PROBLEM SET →
1 – In the text on the discovery of RNA polymerases, who separated and named the three mammalian RNA polymerases, and in what year?
2 – Carry the text on the discovery of RNA polymerases forward, starting after its final sentence.

In the 1950's, it was scientific belief that DNA was directly involved in protein synthesis, as the cellular function of RNA was not understood. However, based on the fact that reticulocytes and enucleated cells still produced proteins, some scientists deduced that DNA was not directly involved in protein synthesis. Polymerase phosphorylase was predicted to be responsible for cellular RNA synthesis (Losick et al 1976) until 1959 when Samuel B. Weiss and Leonard Gladstone first discovered DNA-dependent RNA polymerizing activity in the nuclear fraction of rat liver cells. Before then, active polymerase was always discovered in RNA extracts of bacterial RNA.
Weiss decided to run an experiment based on the assumption that RNA synthesis should be analogous to DNA synthesis (Losick et al 1976). He phosphorylated [32P]-labeled 5'CMP with ATP and crude brewer's yeast. The resultant [32P] was eluted on a Dowex-1-Cl column. A crude rat liver fraction isolated from the lower sedimenting fraction containing cell debris and nuclei showed incorporation of the [32P]-CTP into a TCA-precipitable fraction of RNA. Optimal incorporation of the labeled CTP occurred in the presence of other unlabeled ribonucleotide triphosphates as opposed to diphosphates. Addition of DNase slowed the incorporation, while addition of RNase significantly reduced the RNA chain length. However, Weiss and Gladstone did not indicate the presence of more than one class of RNA polymerase.
Later in 1969, Robert G. Roeder and William L Rutter separated and named the three mammalian RNA polymerases. They considered that there might be three different classes of RNA polymerases based on 3 assumptions:
1. Ribosomal RNA has a base composition different from other classes of RNA molecules.
2. Ribosomal genes are found in the nucleolus, while other classes of RNA molecules are dispersed in the nucleoplasm.
3. The regulation of ribosomal RNA synthesis and "DNA-like RNA," i.e. messenger RNA (mRNA) were independently regulated.

Referring expression data based on photos
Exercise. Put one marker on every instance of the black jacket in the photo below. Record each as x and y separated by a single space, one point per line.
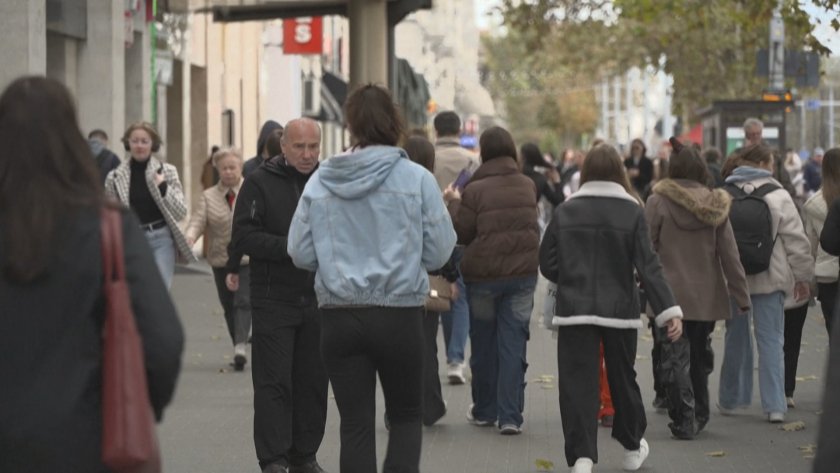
261 220
641 182
50 341
590 249
552 192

ANSWERS TO THE EXERCISE →
1 – Robert G. Roeder and William L Rutter, in 1969.

2 –
They isolated nuclei from rat liver cells. The RNA polymerase "activities" were dissolved and incompletely purified using sonication at a high ionic concentration, causing a high enzyme yield. They lowered the ionic concentration removed chromatin from the solution using centrifugation and ammonium sulfate fractionation. The enzymes were wholly purified using DEAE-Sephadex chromatography. Each polymerase was isolated and named according to its ammonium sulfate elution concentration. RNA polymerase I was isolated at the highest elution concentration. Polymerase II was isolated at medium salt concentration and polymerase III was isolated at the lowest concentration (Young 1991; Roeder and Rutter 1970).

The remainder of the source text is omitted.